- _GIVEN PROBLEM_
Please rename "salt evaporation pond" to "salt pan" throughout the records below and leave everything else unchanged.

- _EXTRACTED ENTRIES_
— START —
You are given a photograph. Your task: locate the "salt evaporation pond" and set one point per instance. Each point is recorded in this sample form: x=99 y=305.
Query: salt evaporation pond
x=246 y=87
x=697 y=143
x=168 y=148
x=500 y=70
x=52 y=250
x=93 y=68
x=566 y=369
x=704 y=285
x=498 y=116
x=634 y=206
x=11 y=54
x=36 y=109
— END —
- _ANSWER IN FULL_
You are given a photograph. Your task: locate the "salt pan" and set one point per instance. Each point is recorded in this sample form: x=99 y=305.
Query: salt pan
x=246 y=87
x=697 y=143
x=168 y=148
x=500 y=70
x=52 y=250
x=93 y=68
x=566 y=369
x=704 y=285
x=498 y=116
x=634 y=206
x=11 y=54
x=36 y=109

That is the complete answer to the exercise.